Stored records
- - - -

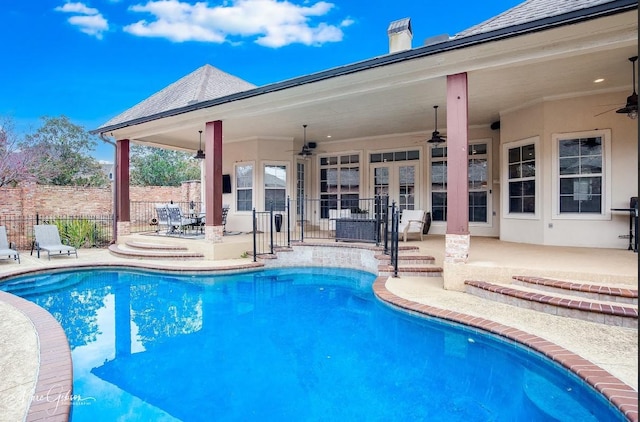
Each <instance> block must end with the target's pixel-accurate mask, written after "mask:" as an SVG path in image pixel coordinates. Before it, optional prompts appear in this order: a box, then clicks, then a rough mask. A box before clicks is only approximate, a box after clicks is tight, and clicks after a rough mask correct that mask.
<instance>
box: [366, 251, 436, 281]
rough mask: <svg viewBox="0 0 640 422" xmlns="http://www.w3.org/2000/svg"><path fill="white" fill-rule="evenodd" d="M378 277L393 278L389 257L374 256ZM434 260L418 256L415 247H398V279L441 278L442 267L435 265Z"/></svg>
mask: <svg viewBox="0 0 640 422" xmlns="http://www.w3.org/2000/svg"><path fill="white" fill-rule="evenodd" d="M376 259H377V260H378V263H379V264H378V275H379V276H381V277H391V276H393V266H391V257H390V256H389V255H384V254H380V255H376ZM435 262H436V259H435V258H434V257H433V256H430V255H422V254H420V250H419V248H417V247H411V246H400V247H399V251H398V277H442V267H440V266H437V265H435Z"/></svg>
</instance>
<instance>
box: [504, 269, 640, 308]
mask: <svg viewBox="0 0 640 422" xmlns="http://www.w3.org/2000/svg"><path fill="white" fill-rule="evenodd" d="M513 280H514V281H513V284H516V285H519V286H524V287H534V288H536V289H538V290H543V291H546V292H552V293H558V294H571V295H574V296H580V297H584V298H587V299H591V300H600V301H607V302H617V303H628V304H632V305H636V306H638V290H637V289H631V288H630V287H628V286H610V285H607V286H599V285H595V284H585V283H579V282H575V281H566V280H554V279H550V278H544V277H529V276H513Z"/></svg>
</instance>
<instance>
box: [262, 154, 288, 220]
mask: <svg viewBox="0 0 640 422" xmlns="http://www.w3.org/2000/svg"><path fill="white" fill-rule="evenodd" d="M271 207H273V210H274V211H285V210H286V208H287V167H286V166H284V165H272V164H267V165H265V166H264V209H265V211H269V210H271V209H272V208H271Z"/></svg>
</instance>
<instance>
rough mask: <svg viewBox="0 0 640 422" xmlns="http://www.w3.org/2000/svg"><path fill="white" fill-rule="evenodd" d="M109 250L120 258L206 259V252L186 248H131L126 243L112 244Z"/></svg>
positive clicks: (188, 259)
mask: <svg viewBox="0 0 640 422" xmlns="http://www.w3.org/2000/svg"><path fill="white" fill-rule="evenodd" d="M109 252H110V253H111V254H112V255H115V256H118V257H120V258H131V259H164V260H167V259H171V260H190V259H194V260H198V259H204V254H202V253H200V252H189V251H186V250H166V249H162V248H160V249H130V248H127V247H126V246H124V245H110V246H109Z"/></svg>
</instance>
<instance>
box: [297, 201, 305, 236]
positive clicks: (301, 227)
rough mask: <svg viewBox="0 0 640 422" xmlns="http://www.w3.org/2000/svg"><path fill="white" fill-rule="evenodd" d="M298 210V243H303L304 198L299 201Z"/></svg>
mask: <svg viewBox="0 0 640 422" xmlns="http://www.w3.org/2000/svg"><path fill="white" fill-rule="evenodd" d="M299 201H300V203H299V204H298V209H299V210H300V241H301V242H304V204H305V202H306V197H303V198H300V199H299Z"/></svg>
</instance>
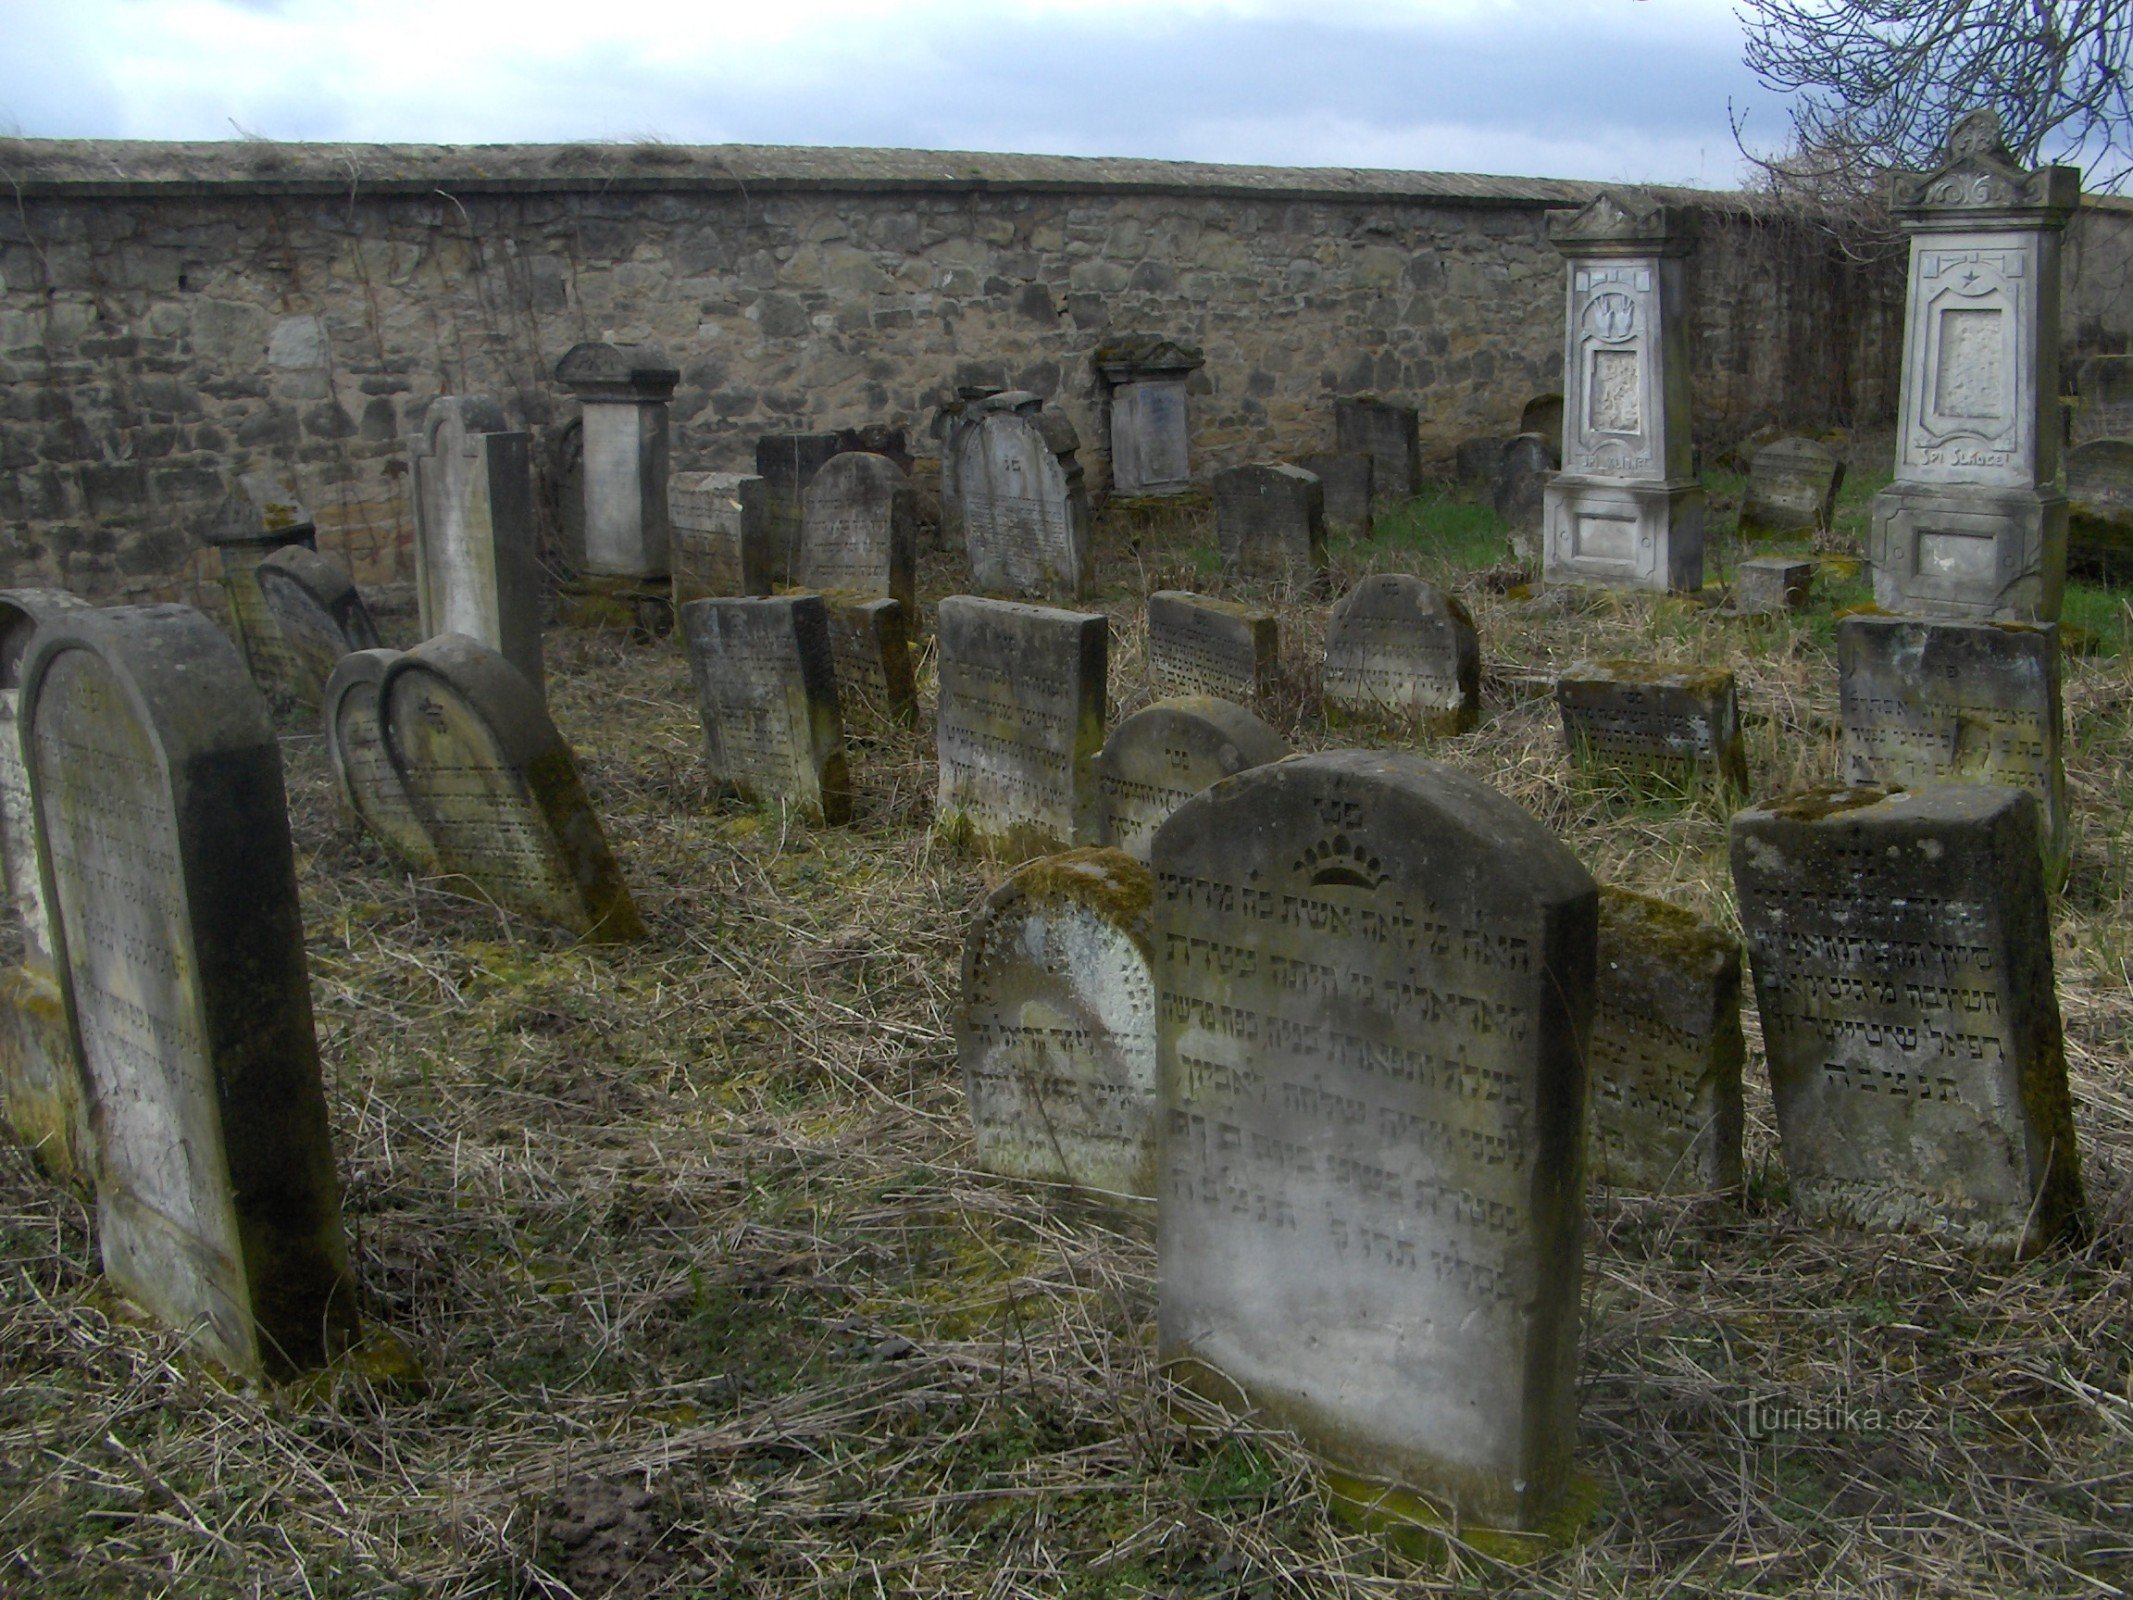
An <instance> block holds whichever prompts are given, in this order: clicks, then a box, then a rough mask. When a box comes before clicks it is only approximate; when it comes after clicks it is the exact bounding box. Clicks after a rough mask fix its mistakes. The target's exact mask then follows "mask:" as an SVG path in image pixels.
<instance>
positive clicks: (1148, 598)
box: [1148, 589, 1282, 706]
mask: <svg viewBox="0 0 2133 1600" xmlns="http://www.w3.org/2000/svg"><path fill="white" fill-rule="evenodd" d="M1280 678H1282V625H1280V621H1278V619H1276V617H1273V612H1271V610H1258V608H1256V606H1239V604H1237V602H1233V599H1207V597H1205V595H1194V593H1186V591H1184V589H1158V591H1156V593H1152V595H1150V597H1148V687H1150V689H1154V691H1156V693H1158V695H1216V698H1220V700H1235V702H1239V704H1244V706H1256V704H1258V702H1261V698H1265V695H1269V693H1271V691H1273V687H1276V685H1278V683H1280Z"/></svg>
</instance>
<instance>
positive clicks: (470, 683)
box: [378, 634, 644, 943]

- - - -

Starting with the first line of the data, transcribe every line exactly through the one containing "box: [366, 251, 436, 281]". No pictures go in.

* [Written response]:
Each <instance> block must end with the target's pixel-accurate mask, written after "mask:" as an SVG path in image pixel coordinates. Before it, optional prompts appear in this order: a box, then clicks, then a rough mask. A box before clicks is only approximate, a box after clicks is tight, and clicks after a rough mask correct that mask.
<instance>
box: [366, 251, 436, 281]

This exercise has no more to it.